WORK TO BE COMPLETED:
Note each line in the data below that holds "Could", and copy it.

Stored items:
----------
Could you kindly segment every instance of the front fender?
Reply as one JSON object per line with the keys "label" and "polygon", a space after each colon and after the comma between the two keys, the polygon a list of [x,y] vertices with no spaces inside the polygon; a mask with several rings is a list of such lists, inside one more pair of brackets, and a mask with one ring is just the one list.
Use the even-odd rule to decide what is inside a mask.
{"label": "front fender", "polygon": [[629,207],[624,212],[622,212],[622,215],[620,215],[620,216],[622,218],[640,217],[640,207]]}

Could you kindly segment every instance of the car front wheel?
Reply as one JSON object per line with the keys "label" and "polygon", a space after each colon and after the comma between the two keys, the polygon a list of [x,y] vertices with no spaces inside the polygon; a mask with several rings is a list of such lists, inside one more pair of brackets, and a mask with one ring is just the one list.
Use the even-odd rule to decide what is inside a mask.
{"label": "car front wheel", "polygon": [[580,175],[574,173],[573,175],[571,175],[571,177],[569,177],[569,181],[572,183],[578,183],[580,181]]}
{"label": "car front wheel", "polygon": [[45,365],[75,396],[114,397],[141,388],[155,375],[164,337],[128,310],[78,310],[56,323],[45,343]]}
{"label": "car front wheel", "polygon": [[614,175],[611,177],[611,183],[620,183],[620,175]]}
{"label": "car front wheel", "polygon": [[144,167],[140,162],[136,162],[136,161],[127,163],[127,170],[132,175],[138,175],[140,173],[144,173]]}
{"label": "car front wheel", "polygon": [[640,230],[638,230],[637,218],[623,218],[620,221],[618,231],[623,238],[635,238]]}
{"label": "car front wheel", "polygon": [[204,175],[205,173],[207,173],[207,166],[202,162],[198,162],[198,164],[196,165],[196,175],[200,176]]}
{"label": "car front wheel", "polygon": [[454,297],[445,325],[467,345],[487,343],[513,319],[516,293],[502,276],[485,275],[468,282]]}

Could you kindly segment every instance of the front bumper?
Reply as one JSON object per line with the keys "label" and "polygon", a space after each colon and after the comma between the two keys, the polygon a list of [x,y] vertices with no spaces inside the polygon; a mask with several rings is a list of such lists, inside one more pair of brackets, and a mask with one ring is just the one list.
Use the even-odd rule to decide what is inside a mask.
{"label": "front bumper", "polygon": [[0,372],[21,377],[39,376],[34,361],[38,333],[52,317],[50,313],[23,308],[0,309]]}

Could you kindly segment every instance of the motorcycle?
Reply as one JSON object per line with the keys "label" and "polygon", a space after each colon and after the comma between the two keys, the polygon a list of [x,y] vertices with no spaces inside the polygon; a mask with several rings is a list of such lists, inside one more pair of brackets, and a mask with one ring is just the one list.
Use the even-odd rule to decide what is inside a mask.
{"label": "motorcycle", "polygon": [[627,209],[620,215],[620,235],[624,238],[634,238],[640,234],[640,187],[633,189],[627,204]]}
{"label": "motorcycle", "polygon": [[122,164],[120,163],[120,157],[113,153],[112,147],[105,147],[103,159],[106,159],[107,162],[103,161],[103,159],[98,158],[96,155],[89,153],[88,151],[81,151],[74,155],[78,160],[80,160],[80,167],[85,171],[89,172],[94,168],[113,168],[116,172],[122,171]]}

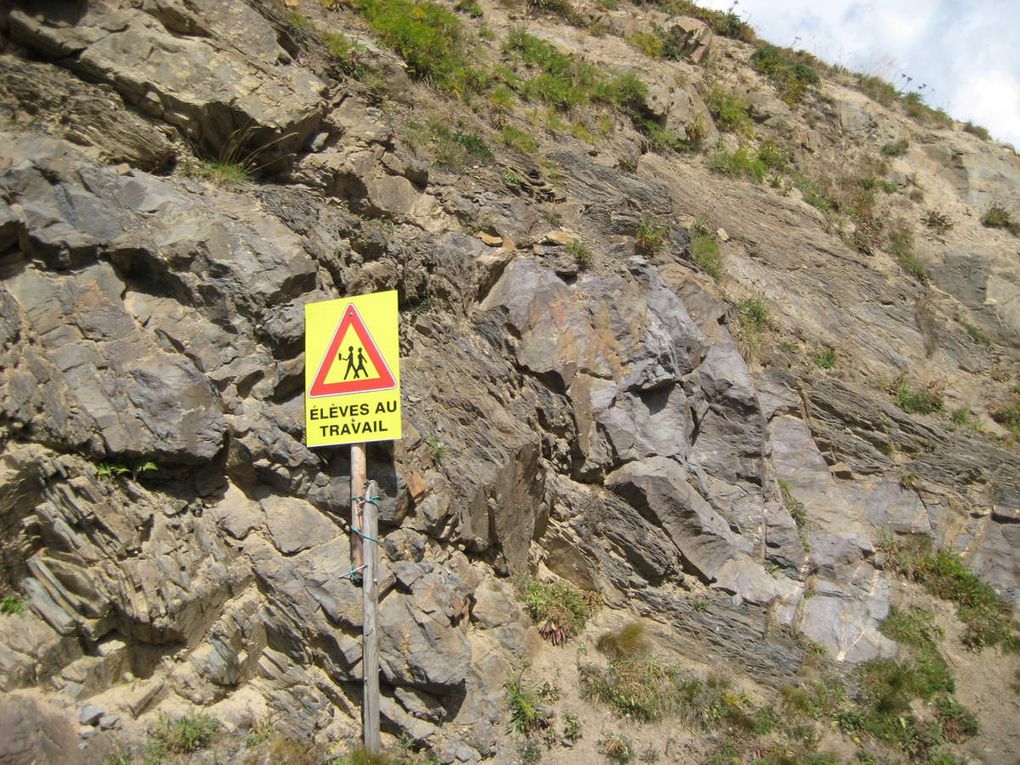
----------
WRITTEN REPLY:
Could you kindly segment every instance of the front fender?
Could you kindly segment every instance of the car front wheel?
Could you kindly segment every instance of the front bumper?
Could you kindly segment every instance of the motorcycle?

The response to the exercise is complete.